-- Start Data entries --
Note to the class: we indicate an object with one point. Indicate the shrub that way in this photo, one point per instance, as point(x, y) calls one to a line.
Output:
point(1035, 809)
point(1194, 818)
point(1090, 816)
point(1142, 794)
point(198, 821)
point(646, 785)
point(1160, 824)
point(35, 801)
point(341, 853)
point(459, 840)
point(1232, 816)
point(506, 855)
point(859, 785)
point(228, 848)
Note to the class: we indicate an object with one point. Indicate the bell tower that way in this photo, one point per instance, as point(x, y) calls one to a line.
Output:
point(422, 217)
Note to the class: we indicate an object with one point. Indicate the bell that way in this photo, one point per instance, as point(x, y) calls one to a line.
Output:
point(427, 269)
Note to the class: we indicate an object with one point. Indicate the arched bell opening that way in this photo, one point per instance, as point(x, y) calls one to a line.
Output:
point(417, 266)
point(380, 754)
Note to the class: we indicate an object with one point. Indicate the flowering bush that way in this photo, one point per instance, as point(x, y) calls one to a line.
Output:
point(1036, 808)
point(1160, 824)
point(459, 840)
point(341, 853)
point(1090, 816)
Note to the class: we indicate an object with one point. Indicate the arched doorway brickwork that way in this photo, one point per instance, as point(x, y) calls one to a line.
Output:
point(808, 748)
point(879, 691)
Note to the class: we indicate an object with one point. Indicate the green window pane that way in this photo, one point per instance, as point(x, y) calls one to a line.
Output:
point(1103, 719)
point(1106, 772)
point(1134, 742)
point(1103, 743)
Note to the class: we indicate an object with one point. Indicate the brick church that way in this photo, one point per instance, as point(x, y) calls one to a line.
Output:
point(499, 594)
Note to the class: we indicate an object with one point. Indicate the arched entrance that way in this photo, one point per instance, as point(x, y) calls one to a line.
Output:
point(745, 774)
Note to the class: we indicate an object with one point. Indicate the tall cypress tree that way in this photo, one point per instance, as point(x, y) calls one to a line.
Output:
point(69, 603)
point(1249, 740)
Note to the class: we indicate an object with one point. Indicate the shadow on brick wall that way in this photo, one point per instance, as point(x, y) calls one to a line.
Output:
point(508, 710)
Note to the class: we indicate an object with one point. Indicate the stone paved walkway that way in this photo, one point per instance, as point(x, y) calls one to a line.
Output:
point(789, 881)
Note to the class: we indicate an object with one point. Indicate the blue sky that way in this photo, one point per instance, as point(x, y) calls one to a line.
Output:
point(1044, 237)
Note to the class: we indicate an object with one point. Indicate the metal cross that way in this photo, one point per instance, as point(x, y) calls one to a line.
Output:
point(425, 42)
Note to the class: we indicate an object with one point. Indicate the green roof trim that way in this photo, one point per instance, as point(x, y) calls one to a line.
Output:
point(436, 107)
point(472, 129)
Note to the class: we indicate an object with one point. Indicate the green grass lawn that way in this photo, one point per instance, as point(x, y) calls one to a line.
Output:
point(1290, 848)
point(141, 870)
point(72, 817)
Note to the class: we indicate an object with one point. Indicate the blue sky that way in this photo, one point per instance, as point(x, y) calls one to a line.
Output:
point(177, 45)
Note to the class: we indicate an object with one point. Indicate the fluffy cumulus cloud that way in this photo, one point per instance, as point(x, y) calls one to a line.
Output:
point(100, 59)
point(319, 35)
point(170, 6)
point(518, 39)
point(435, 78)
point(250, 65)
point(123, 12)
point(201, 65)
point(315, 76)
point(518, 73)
-- End Data entries --
Given task — Print all of the records above again, word for word and without any changes.

The output —
Note to the class: we indicate an object with one point. Indicate the shrub that way in this photo, one point per instance, as point(x, y) calls one to a line.
Output:
point(1035, 809)
point(1194, 818)
point(1090, 816)
point(1142, 794)
point(198, 821)
point(646, 785)
point(1160, 824)
point(35, 801)
point(341, 853)
point(459, 840)
point(1232, 816)
point(506, 855)
point(859, 785)
point(228, 848)
Note to the class: we indicate an object with one point. Indicate the bell tower that way in this photo, one point per instance, as point(x, y) calls one to a line.
Output:
point(422, 217)
Note to the class: we indicate an object with one point. Indicate the bell that way in this photo, one point per instance, as point(x, y) calls one to a line.
Output:
point(427, 269)
Note to the class: we indicate an object with one point. Indicate the arched bell opening that way in this photo, one point per instance, as point(x, y) calls one to a line.
Output:
point(417, 266)
point(380, 754)
Note to the class: we indicate an object with one point. Indicate the flowering bush that way in this photo, one point per instance, as point(x, y) calls one to a line.
Output:
point(1036, 808)
point(1160, 824)
point(459, 840)
point(341, 853)
point(1090, 816)
Note to the class: we indicate an object with one point. Indicate the arched doorway brickwork that way in this photo, one point per instance, as point(x, y) calls one to a line.
Output:
point(808, 748)
point(879, 691)
Note to the class: we indicate an object with one point. Indicate the green window pane that way in this photo, one point per instance, as point(x, y) calls one to a line.
Output:
point(1103, 719)
point(1106, 772)
point(1134, 742)
point(1103, 743)
Note to the class: we indicate an object with one point. Indicate the brick church that way in this photo, one point per instance, as point(x, y) calls one to a line.
Output:
point(499, 594)
Note to the class: we indicate an object with one point. Indicate the arched entrance that way in this photo, one point per instance, as point(x, y) calls one to a line.
Output:
point(745, 774)
Note to the class: we indicate an object with one point. Indicate the tall cypress tree that way in this photo, one point per instance, as point(x, y) calls one to a line.
Output:
point(69, 603)
point(1249, 740)
Note to the class: we indicate an object with one point. Indicate the shadow on brick wall that way in this photo, one point per instance, as point(x, y) calls one to a line.
Output:
point(508, 710)
Note to the class: we indicate an object with one point. Indicate the stone paved walkway that way in this photo, one point per instance, as point(x, y) calls one to a line.
Output:
point(789, 881)
Note to the class: we indicate an object with one point. Indicate the blue sky that way in this photo, one point per instance, as point(x, y) calls one to a line.
Output:
point(1044, 237)
Note to the class: we indicate an object with one point. Indicate the metal cross that way in this photo, one point per instance, as point(x, y) calls one to a line.
Output:
point(425, 42)
Note to the class: we indicate an object with one point. Indicate the green roof trim that way in this photo, one point per instance, as point(x, y) calls one to a line.
Output:
point(436, 107)
point(472, 129)
Note to the class: we indicate an object with one point. Indicate the green grass lawn that way in this photo, one point per instance, as point(x, y) calls one to a line.
Output:
point(1290, 848)
point(141, 870)
point(72, 817)
Note to the class: we indicate an object with one point. Indicate the blue sky that way in this photo, one point per instance, as point(x, y) calls one to a line.
Output:
point(177, 45)
Note to the class: we indicate an object with one point. Indicate the fluffy cumulus cloud that way in this photo, one point per instance, as point(x, y) calls one to a line.
Output:
point(100, 59)
point(319, 35)
point(170, 6)
point(518, 39)
point(435, 78)
point(250, 65)
point(123, 12)
point(201, 65)
point(315, 76)
point(518, 73)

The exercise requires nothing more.